## What this task involves:
Produce an exact copy of the lines below, starting at the first and ending with the line containing "Exercise. Locate the great".

## Provided information:
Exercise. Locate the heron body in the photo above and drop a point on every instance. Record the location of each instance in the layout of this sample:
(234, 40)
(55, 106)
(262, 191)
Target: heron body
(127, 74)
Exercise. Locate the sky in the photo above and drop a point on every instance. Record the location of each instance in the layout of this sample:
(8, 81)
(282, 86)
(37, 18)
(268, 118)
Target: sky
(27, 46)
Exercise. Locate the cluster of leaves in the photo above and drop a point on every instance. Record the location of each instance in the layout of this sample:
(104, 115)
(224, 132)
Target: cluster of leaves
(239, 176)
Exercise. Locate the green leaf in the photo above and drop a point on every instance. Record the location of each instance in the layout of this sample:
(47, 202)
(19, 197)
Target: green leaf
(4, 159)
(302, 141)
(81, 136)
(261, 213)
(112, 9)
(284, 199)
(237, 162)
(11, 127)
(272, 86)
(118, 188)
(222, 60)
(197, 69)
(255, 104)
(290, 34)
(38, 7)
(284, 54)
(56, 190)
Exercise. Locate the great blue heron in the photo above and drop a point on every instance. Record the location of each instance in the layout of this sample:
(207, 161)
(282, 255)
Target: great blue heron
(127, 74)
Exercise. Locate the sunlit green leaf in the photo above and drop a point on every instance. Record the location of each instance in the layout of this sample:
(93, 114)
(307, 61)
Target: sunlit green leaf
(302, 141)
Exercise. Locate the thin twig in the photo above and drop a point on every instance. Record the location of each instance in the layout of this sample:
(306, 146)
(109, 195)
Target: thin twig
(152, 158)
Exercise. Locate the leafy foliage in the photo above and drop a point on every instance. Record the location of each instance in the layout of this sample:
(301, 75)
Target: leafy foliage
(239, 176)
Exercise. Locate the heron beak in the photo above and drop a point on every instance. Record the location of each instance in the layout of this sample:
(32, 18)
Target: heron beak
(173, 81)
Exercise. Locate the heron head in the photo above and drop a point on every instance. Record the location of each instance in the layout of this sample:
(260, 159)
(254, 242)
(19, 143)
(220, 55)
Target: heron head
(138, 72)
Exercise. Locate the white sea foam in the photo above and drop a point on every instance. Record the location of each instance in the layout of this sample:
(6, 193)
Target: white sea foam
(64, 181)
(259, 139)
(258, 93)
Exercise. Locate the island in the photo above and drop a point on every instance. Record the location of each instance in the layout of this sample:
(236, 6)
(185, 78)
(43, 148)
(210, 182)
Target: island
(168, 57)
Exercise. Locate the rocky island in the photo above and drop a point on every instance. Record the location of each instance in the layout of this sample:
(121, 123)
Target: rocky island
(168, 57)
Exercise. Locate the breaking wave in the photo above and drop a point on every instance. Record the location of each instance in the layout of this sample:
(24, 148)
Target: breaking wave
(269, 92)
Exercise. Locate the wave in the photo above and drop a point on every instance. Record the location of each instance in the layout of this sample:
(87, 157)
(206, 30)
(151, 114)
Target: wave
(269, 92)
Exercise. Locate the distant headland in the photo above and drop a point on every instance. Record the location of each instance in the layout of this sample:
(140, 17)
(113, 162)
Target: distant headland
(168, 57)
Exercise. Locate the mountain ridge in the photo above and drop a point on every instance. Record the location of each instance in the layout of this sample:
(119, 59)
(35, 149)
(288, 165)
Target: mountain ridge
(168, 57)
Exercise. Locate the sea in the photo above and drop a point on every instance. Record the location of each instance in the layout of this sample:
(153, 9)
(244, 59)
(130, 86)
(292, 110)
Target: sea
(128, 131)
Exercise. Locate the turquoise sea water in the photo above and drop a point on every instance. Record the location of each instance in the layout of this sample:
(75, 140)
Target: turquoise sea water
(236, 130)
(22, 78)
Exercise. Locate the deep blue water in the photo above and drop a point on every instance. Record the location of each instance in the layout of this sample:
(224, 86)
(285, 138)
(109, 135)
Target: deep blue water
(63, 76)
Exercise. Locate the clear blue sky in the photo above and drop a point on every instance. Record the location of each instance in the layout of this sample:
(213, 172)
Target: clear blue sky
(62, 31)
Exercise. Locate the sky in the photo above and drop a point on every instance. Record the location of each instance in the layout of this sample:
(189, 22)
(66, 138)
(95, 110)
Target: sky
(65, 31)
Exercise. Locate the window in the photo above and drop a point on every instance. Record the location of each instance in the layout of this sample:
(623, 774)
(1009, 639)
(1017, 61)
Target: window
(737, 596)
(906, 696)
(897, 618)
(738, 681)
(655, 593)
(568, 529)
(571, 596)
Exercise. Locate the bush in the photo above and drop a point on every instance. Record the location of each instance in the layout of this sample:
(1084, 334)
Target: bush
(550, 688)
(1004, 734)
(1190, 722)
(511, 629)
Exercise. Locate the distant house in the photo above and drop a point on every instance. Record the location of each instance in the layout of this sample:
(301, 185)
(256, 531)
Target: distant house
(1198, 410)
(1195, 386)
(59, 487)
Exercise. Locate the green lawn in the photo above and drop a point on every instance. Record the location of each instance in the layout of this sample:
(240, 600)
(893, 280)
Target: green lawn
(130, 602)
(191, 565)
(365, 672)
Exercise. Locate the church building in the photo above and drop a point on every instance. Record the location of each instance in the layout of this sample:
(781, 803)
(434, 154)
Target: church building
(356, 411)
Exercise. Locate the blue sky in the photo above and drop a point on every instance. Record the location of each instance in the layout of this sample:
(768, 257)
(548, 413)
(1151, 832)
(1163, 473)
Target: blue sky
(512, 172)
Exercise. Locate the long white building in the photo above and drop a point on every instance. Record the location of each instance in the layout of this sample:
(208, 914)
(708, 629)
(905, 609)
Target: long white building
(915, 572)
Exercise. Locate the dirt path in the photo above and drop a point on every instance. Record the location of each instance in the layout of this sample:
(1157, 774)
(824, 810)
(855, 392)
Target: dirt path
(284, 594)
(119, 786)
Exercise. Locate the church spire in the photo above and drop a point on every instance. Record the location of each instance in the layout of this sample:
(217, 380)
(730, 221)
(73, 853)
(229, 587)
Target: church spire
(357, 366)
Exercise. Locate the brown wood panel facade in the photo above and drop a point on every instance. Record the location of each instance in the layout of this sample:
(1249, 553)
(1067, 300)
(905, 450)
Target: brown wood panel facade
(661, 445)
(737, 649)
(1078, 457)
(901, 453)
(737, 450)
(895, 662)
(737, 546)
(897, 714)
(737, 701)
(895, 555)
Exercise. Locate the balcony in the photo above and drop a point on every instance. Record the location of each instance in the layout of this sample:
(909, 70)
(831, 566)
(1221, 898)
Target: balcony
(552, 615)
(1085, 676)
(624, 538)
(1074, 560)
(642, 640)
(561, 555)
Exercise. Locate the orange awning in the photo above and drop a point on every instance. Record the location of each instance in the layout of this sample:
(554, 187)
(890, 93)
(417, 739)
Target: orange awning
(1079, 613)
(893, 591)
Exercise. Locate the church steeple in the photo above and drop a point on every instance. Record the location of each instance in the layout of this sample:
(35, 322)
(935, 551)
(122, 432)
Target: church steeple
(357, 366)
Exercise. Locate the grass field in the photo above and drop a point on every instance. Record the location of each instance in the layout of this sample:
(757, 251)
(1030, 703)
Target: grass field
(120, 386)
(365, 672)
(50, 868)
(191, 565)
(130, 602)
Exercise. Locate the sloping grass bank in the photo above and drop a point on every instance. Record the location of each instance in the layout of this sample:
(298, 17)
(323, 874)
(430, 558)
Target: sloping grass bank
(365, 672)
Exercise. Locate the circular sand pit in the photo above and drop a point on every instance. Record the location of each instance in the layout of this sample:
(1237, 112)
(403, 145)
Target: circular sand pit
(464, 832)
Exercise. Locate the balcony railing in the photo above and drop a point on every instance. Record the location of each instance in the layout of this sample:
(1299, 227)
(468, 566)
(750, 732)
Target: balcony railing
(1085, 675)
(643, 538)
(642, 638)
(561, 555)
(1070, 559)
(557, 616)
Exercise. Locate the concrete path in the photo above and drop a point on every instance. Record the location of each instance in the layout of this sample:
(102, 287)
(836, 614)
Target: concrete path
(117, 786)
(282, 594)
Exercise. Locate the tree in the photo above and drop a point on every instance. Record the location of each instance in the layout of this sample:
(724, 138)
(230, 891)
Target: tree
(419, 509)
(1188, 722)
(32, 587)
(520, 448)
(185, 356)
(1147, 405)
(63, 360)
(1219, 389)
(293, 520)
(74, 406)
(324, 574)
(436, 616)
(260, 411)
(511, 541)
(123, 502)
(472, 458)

## Completed task:
Exercise. Locate the heron body in the photo above and drop a point on every instance. Record the location of each instance in the layout of this sample:
(234, 40)
(55, 106)
(262, 191)
Target: heron body
(127, 74)
Exercise. Locate the sky in the photo above and drop a point on every instance. Record the location of each instance in the layout of this sample:
(8, 81)
(282, 86)
(37, 18)
(268, 118)
Target: sky
(27, 46)
Exercise. Locate the cluster of leaves in the photo above and drop a point on every instance. Record the location of each instance in the layout of this sample:
(104, 115)
(224, 132)
Target: cluster of leaves
(239, 176)
Exercise. Locate the green leaf in the photo above and drop a point on every instance. Record the location of each instance in the layout of this sample:
(47, 202)
(19, 197)
Target: green leaf
(4, 159)
(302, 141)
(81, 136)
(261, 213)
(112, 9)
(284, 199)
(237, 162)
(11, 127)
(272, 86)
(118, 188)
(222, 60)
(197, 69)
(255, 104)
(290, 34)
(38, 7)
(284, 54)
(56, 190)
Exercise. Locate the great blue heron in the photo above and drop a point on every instance. Record the location of each instance in the layout of this sample:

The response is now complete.